Passage
+===+

<Martin Taylor 940205 12:30>

<Martin Taylor 940204 18:30>

Rick Marken (940202.1330)

The model that generated stability factors closest to the one's
observed sampled the equivalent of [ ] ahead. [ Martin: If you are
predict the since disturbance in order to match the subject's
performance?].

Very roughly, 180 msec according to my calculations. My intuition would
have said about double that. I don't know which to trust. But I'll have
to go with 180 msec unless I can find a mistake in the calculation.

Yes, I think I found a mistake. Here's the rationale, the calculation,
and the mistake.

Rick found a stability factor of 6.67 with a random target, and 15.85 with
a sine wave target when the model was augmented by applying a phase-advanced
sinusoid as the reference signal. The stability factor is the ratio between
the variance in the CEV that would have been expected if the control-system
output and the disturbance wave were uncorrelated to the variance actually
observed. That variance is related to the uncertainty of the perceptual
signal. To make the computation, I assumed that the predictor reference
signal brought the residual uncertainty of the disturbance to the same
level as the random one (actually, there's a second mistake. I should have
taken 6.26, the unpredicted pursuit stability factor for the sine wave.
Serves me right for trying to do this while rushing to go home after a
long day's work.)

+===+

Dataset excerpts
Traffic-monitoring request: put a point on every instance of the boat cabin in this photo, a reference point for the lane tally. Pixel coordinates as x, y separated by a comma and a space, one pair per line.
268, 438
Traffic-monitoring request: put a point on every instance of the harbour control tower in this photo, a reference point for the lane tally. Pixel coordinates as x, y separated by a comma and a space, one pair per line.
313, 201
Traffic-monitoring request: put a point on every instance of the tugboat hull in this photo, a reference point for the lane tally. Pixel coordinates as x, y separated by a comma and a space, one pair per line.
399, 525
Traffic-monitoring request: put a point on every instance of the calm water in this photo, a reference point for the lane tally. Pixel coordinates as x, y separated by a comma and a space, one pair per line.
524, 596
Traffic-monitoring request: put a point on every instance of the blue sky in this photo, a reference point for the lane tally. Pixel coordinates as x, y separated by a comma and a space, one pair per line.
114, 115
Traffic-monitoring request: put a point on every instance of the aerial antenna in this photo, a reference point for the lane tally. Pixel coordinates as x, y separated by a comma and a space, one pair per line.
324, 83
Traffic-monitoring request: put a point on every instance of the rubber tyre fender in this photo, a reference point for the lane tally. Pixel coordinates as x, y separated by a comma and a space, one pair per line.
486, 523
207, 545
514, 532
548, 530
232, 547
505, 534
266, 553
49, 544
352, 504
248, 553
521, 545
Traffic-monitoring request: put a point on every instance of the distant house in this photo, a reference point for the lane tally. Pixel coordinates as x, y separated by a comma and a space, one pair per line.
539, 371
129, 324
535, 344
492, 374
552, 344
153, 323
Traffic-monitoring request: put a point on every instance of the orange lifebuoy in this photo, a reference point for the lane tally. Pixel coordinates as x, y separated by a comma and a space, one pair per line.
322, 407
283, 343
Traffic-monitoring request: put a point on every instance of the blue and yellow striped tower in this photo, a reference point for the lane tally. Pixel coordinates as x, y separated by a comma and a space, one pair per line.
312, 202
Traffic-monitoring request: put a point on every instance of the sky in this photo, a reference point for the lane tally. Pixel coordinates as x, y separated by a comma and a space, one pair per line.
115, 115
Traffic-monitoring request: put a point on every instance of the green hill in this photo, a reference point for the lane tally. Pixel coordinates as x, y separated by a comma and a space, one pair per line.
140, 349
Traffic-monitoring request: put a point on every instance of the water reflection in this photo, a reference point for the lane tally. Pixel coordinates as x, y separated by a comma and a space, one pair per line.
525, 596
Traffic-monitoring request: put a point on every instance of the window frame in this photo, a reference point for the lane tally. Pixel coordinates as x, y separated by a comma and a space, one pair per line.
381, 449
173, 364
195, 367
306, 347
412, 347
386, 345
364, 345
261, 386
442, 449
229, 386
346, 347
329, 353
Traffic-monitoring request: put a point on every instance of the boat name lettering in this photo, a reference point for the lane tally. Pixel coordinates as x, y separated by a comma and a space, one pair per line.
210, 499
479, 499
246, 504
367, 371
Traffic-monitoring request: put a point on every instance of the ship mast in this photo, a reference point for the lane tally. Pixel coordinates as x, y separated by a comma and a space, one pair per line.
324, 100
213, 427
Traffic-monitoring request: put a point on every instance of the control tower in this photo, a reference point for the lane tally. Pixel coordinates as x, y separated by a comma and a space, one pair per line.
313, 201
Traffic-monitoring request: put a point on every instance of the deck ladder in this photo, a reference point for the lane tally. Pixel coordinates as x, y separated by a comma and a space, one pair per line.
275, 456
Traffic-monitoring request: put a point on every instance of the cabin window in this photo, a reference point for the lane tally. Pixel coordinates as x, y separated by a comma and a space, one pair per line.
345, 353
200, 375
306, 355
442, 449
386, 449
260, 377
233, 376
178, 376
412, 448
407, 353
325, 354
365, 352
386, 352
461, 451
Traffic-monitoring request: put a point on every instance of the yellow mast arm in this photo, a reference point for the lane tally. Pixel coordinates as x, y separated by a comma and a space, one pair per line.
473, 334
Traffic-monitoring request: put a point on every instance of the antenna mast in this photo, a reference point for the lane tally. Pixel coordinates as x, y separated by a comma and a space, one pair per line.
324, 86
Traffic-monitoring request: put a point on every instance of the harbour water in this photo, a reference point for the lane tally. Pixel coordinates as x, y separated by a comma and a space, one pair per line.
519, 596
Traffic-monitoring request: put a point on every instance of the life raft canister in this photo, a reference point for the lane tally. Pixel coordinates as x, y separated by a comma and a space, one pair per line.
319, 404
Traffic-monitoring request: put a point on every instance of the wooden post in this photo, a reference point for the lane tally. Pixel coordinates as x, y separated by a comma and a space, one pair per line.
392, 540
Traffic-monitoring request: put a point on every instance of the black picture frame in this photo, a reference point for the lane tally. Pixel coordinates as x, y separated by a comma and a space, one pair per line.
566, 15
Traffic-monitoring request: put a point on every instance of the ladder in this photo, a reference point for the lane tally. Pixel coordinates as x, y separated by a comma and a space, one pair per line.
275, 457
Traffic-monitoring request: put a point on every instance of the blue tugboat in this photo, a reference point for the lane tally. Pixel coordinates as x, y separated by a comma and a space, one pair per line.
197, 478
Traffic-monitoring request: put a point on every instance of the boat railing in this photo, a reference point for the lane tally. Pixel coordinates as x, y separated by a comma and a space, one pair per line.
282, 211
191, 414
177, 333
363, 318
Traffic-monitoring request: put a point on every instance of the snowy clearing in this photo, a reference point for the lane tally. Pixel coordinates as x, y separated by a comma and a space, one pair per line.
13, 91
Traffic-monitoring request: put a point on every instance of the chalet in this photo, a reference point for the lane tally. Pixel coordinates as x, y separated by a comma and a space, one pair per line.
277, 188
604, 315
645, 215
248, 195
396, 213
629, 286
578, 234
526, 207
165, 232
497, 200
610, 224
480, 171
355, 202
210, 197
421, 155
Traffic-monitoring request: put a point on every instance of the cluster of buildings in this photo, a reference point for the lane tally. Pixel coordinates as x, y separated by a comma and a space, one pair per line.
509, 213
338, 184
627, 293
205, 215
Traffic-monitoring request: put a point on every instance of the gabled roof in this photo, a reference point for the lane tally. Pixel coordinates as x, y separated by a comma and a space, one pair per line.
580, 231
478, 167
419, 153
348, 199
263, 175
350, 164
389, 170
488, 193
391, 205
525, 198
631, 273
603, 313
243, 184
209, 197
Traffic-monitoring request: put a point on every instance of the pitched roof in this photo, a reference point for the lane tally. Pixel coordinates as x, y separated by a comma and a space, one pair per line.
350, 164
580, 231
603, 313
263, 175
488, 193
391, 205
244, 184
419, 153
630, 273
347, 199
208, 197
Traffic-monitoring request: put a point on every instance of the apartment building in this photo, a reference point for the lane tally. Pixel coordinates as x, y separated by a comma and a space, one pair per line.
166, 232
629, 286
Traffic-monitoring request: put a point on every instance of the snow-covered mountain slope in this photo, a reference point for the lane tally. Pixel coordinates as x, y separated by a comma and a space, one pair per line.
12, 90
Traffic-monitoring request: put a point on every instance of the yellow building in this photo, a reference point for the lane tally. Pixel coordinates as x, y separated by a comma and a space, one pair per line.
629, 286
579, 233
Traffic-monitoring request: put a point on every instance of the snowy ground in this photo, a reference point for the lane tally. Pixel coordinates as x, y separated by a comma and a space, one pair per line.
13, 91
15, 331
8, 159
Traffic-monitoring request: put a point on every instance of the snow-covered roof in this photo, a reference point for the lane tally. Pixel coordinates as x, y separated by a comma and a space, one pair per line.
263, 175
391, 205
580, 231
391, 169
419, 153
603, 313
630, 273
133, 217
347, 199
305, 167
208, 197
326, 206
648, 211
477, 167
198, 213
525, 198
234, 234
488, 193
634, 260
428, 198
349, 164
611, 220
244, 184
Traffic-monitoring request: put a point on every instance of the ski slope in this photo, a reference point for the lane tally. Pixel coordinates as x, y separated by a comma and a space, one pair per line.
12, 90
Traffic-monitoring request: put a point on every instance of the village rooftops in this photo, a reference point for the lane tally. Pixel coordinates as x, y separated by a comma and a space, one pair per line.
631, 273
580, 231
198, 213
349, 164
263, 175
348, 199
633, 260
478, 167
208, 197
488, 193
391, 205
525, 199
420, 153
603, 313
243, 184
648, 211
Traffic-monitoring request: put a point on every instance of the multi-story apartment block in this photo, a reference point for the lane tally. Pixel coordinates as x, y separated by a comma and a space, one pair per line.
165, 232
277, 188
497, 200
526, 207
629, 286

+===+

Requirement A
List every stability factor value that appears in the post, together with the condition it is given for.
Requirement B
For each statement, say whether it agrees with the post, and quote the words that decide it.
(i) The writer's intuition pointed to roughly twice the calculated figure.
(ii) The stability factor is the observed variance divided by the variance that would have been expected.
(iii) The writer reports finding only one mistake.
Requirement C
Translate this sentence from the post into Spanish: "That variance is related to the uncertainty of the perceptual signal."
The data have no role in this work.

Correct answer A
6.67: random target
15.85: sine wave target, with the model augmented by applying a phase-advanced sinusoid as the reference signal
6.26: the unpredicted pursuit stability factor for the sine wave

Correct answer B
(i) Yes: "My intuition would have said about double that."
(ii) No: "the ratio between the variance in the CEV that would have been expected if the control-system output and the disturbance wave were uncorrelated to the variance actually observed"
(iii) No: "actually, there's a second mistake"

Correct answer C
Esa varianza está relacionada con la incertidumbre de la señal perceptual.